** Work task **
All entries must be given again exactly as written.

Available data: Begin

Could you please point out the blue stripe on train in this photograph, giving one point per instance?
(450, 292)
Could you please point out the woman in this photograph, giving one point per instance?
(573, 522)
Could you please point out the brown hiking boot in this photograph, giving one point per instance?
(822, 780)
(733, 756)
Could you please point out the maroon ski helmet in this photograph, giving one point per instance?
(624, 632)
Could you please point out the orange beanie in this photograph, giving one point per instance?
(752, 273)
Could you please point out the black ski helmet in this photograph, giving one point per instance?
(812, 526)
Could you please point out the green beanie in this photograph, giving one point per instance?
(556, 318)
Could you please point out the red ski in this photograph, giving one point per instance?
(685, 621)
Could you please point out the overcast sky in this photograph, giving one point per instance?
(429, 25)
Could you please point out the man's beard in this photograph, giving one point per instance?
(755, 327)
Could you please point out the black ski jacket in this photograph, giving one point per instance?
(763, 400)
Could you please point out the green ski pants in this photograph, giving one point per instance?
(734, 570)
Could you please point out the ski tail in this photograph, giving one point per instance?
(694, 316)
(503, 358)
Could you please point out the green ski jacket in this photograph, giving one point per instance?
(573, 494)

Available data: End

** Your solution **
Could you please point out the blue stripe on train in this photograph, giving one point per instance?
(450, 292)
Could you please point out the woman in this photograph, giving one point per instance?
(573, 522)
Could you please point out the brown hiking boot in this photograph, giving one point per instance?
(822, 780)
(733, 756)
Could you please point out the maroon ski helmet in this photograph, giving one point per instance?
(624, 632)
Could you please point out the orange beanie in this photograph, giving one point per instance?
(752, 273)
Could you please point out the black ski helmet in this photograph, giving one point per instance?
(812, 526)
Could you please point out the green beanie in this photograph, giving one point per instance?
(556, 318)
Could you please point out the red ski in this photograph, giving one point per instance?
(685, 621)
Could you please point out the overcast sky in this photograph, giving one point per instance?
(429, 25)
Could you please point out the man's beard in this photograph, giving one point per instance?
(755, 327)
Could you please point out the black ski jacket in this photograph, giving one point per instance?
(763, 400)
Could you please point out the green ski pants in this photograph, giving one point per instance?
(734, 570)
Could you please point out the ski tail in this photograph, giving one point per instance?
(694, 316)
(503, 358)
Could you please point out the green ski jacket in this photograph, giving one point per instance?
(573, 494)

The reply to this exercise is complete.